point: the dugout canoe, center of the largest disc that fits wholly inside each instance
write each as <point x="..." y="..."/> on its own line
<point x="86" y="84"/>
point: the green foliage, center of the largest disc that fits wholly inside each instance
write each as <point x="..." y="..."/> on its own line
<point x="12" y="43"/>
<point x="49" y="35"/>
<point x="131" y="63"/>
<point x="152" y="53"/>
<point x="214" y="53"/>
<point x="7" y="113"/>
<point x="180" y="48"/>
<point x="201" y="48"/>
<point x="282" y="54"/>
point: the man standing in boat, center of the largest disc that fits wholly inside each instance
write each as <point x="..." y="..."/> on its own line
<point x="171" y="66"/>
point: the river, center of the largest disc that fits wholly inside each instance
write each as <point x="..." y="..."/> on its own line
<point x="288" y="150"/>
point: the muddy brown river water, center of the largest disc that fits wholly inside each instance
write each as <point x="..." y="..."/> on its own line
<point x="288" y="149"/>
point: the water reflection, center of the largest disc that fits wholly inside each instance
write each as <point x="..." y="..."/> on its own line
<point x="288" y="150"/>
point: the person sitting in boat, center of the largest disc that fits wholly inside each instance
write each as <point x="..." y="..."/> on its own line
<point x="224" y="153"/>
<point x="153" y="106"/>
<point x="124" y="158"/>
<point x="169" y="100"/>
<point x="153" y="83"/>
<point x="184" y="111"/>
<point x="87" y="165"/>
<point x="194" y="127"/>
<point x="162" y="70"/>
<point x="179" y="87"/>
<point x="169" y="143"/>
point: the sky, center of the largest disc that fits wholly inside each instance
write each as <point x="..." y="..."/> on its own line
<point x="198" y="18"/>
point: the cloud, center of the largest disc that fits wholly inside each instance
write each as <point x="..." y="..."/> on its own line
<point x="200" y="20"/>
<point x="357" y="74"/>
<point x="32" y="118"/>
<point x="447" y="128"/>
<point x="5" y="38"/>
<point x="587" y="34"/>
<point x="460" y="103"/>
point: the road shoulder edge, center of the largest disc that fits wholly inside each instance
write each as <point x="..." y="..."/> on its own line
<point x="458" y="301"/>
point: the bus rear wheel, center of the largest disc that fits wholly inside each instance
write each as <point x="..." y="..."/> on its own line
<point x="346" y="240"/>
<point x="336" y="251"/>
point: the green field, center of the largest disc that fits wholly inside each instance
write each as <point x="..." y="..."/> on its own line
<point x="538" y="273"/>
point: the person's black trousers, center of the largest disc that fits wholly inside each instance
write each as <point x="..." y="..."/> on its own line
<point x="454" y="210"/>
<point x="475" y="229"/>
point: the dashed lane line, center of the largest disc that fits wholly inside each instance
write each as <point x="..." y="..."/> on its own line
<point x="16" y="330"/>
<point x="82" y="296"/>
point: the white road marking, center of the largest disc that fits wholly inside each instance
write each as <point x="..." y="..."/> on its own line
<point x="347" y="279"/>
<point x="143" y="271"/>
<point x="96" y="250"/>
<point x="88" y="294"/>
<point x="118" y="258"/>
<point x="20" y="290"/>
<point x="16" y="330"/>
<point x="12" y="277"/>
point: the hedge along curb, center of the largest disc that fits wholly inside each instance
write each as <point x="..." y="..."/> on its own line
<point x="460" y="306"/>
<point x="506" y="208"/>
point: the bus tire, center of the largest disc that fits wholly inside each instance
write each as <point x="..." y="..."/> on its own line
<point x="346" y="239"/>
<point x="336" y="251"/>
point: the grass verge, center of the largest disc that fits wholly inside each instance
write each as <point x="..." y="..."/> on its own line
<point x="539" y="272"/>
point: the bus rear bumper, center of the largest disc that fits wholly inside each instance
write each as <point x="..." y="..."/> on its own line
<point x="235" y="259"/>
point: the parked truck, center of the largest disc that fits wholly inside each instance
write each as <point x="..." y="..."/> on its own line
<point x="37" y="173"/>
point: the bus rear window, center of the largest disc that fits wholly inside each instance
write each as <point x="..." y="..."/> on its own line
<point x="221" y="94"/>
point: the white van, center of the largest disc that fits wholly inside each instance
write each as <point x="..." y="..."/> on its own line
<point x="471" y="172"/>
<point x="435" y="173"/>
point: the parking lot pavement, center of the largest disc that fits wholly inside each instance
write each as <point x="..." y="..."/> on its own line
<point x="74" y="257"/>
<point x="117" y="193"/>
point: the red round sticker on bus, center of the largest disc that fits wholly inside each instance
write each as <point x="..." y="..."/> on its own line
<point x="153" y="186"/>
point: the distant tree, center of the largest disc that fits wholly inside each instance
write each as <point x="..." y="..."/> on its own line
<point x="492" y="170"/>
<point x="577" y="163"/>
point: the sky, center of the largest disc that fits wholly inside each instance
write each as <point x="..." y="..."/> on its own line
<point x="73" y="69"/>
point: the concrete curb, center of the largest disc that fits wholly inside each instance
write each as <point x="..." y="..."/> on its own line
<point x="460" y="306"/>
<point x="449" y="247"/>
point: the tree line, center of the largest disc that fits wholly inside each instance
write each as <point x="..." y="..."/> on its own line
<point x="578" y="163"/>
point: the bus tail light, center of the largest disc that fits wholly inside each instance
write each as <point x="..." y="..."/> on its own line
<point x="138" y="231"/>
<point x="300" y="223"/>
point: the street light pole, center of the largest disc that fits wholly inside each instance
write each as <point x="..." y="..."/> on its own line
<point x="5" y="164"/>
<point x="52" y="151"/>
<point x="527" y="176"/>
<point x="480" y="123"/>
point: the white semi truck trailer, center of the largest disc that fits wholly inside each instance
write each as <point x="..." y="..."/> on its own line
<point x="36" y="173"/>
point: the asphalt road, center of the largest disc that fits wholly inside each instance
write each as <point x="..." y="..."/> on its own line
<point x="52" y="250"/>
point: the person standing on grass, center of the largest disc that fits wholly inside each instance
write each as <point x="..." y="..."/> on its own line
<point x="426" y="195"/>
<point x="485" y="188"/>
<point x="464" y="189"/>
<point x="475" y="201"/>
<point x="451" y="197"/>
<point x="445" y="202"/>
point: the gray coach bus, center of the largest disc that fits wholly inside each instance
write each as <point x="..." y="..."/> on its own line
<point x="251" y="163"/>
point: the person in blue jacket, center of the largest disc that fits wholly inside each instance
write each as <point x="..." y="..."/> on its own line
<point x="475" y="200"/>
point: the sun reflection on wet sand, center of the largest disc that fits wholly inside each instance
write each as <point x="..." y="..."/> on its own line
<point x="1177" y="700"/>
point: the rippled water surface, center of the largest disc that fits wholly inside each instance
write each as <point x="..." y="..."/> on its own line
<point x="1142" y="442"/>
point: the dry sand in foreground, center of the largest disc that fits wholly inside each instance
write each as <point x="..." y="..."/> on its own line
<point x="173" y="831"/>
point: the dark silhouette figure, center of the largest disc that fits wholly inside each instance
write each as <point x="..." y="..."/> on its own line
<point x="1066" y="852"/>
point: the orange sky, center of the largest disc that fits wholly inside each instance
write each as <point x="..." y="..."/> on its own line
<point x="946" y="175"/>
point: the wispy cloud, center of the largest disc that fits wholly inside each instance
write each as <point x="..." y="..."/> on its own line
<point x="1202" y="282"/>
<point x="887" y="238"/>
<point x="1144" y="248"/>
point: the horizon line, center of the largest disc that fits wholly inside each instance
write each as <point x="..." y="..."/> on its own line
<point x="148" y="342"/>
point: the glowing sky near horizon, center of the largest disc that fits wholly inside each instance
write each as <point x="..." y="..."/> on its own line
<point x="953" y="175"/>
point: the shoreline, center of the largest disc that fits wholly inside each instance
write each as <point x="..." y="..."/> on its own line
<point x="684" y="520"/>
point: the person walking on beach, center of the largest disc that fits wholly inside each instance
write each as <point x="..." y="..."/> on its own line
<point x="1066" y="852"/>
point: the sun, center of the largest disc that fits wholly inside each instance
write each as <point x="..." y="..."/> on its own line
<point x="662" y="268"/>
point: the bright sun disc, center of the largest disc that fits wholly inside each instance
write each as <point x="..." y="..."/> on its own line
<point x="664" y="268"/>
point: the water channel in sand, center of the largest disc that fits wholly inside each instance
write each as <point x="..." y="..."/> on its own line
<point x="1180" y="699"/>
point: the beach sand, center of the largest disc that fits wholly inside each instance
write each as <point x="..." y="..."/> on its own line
#####
_ASSIGNED TASK:_ Copy only this part of the entries above: the line with "point: the bus tire, center", the line with "point: the grass", and the lines between, all exactly as written.

_RESULT OF THE TASK:_
point: the bus tire, center of the largest disc that fits wholly inside each instance
write each as <point x="..." y="..."/> on its own line
<point x="346" y="239"/>
<point x="336" y="251"/>
point: the grass verge, center of the largest disc that fits wholly inside each instance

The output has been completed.